本文 |
総務省トップ > 政策 > 白書 > 27年版 > 注目分野でのICT利活用状況
第2部 ICT が拓く未来社会
第3節 地域の課題とICT

(3)注目分野でのICT利活用状況

近年注目されている分野におけるICT利活用状況を把握するため、マイナンバー、ビッグデータ、地理情報システム(GIS)について尋ねた。

ア マイナンバー

社会保障・税番号(以下、「マイナンバー」)制度は、住民票を有する全ての人に1人1つの番号を付番して、社会保障、税、災害対策の分野で効率的に情報を管理し、複数の機関に存在する個人の情報が同一人の情報であることを確認するために活用されるものである。2015年10月に国民に個人番号が通知され、2016年1月から順次利用が開始される予定となっている。本調査ではマイナンバーを活用したいサービスや課題等について尋ねた。

(ア)マイナンバーの活用

マイナンバー制度の導入に際して、活用に関心のあるサービス等について尋ねた。活用に向けて検討しているサービス等では「行政による照合作業・現地調査等の削減」(14.6%)が最も多かったものの2割に達しなかった。検討には至っていないものの関心があるという回答を含めると、いずれも8割を超える結果となり、検討段階には入っていないものの多くの自治体が活用に関心があることがうかがえる(図表3-3-3-18)。

図表3-3-3-18 マイナンバーの活用
(出典)総務省「地域におけるICT利活用の現状に関する調査研究」(平成27年)
「図表3-3-3-18 マイナンバーの活用」のExcelはこちらEXCEL / CSVはこちら
(イ)情報連携基盤の導入状況

マイナンバー活用には、地方公共団体が保有する各種情報システム間の連携を可能とするための情報連携基盤(例:地域情報プラットフォーム)等を導入することが有効であると考えられる。そこで情報連携基盤の導入状況について尋ねた。「導入済み」(33.3%)、「共通番号への対応に合わせて導入予定」(36.3%)、「次期システム更新期に合わせて導入予定」(10.5%)を合わせると8割を超える自治体で導入済み、または導入予定であることがわかる。また、昨年度調査に比べて「導入済み」、「共通番号への対応に合わせて導入予定」が大きく増加しており、マイナンバー制度をきっかけにして多くの自治体で導入が進むものと思われる(図表3-3-3-19)。

図表3-3-3-19 情報連携基盤の導入状況
(出典)総務省「地域におけるICT利活用の現状に関する調査研究」(平成27年)
「図表3-3-3-19 情報連携基盤の導入状況」のExcelはこちらEXCEL / CSVはこちら
イ ビッグデータ

近年、様々なものがインターネットにつながるIoT(Internet of Things)やセンサー技術、情報処理技術の発達などにより、大量に生み出されているデータ(ビッグデータ)を収集・分析することができるようになってきた。単独では一見価値を生み出さないようなデータであっても大量に集めて分析することによって、新たな知見を得られることがあり、ビッグデータ活用の取組が盛んになってきている。本調査ではビッグデータを活用したい分野や課題について尋ねた。

(ア)取組

まず、ビッグデータ利活用への取組を実施、または何らかの形で参加・協力しているかを尋ねた。「既に取組を推進している」(4.3%)、「取組を進める方向で、具体的に検討している」(5.1%)を合わせるとおよそ1割の自治体が何らかの形で取り組んでいることがわかる。また、7割半の自治体が関心はあると回答しており、関心の高さがうかがえる(図表3-3-3-20)。

取り組む課題 |
**1.** 本文によれば、国民に個人番号が通知されたのはいつか。
**2.** 本文の「社会保障・税番号(以下、「マ」から「る(図表3-3-3-19)。」までをすべて、一字も変えずに書き写しなさい。
この後に置かれた項目は、本文とは切り離された独立の資料である。

提供資料 |
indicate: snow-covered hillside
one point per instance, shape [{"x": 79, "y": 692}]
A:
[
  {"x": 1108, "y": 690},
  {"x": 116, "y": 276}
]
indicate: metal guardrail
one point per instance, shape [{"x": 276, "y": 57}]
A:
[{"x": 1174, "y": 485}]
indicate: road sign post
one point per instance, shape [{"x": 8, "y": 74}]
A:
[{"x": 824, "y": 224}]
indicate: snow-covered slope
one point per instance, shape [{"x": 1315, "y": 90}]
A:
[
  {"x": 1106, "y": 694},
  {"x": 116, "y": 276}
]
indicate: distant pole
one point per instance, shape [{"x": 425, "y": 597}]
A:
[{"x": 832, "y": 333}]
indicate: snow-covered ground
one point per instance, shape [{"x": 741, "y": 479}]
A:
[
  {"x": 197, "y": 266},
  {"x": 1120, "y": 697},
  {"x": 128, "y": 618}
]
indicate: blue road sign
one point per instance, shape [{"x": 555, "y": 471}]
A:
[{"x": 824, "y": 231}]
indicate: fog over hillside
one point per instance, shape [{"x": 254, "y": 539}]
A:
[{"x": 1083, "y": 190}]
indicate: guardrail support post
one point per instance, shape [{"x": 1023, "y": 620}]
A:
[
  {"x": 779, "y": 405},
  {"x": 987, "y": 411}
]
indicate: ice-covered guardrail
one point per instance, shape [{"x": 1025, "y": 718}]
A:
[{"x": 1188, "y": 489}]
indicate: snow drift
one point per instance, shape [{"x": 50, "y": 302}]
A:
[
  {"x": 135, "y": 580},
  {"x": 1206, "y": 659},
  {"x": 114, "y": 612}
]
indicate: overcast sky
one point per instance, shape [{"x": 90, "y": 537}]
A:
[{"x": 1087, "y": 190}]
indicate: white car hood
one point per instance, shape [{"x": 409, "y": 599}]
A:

演習の解答 |
**1.** 2015年10月である。

**2.**
社会保障・税番号(以下、「マイナンバー」)制度は、住民票を有する全ての人に1人1つの番号を付番して、社会保障、税、災害対策の分野で効率的に情報を管理し、複数の機関に存在する個人の情報が同一人の情報であることを確認するために活用されるものである。2015年10月に国民に個人番号が通知され、2016年1月から順次利用が開始される予定となっている。本調査ではマイナンバーを活用したいサービスや課題等について尋ねた。

(ア)マイナンバーの活用

マイナンバー制度の導入に際して、活用に関心のあるサービス等について尋ねた。活用に向けて検討しているサービス等では「行政による照合作業・現地調査等の削減」(14.6%)が最も多かったものの2割に達しなかった。検討には至っていないものの関心があるという回答を含めると、いずれも8割を超える結果となり、検討段階には入っていないものの多くの自治体が活用に関心があることがうかがえる(図表3-3-3-18)。

図表3-3-3-18 マイナンバーの活用
(出典)総務省「地域におけるICT利活用の現状に関する調査研究」(平成27年)
「図表3-3-3-18 マイナンバーの活用」のExcelはこちらEXCEL / CSVはこちら
(イ)情報連携基盤の導入状況

マイナンバー活用には、地方公共団体が保有する各種情報システム間の連携を可能とするための情報連携基盤(例:地域情報プラットフォーム)等を導入することが有効であると考えられる。そこで情報連携基盤の導入状況について尋ねた。「導入済み」(33.3%)、「共通番号への対応に合わせて導入予定」(36.3%)、「次期システム更新期に合わせて導入予定」(10.5%)を合わせると8割を超える自治体で導入済み、または導入予定であることがわかる。また、昨年度調査に比べて「導入済み」、「共通番号への対応に合わせて導入予定」が大きく増加しており、マイナンバー制度をきっかけにして多くの自治体で導入が進むものと思われる(図表3-3-3-19)。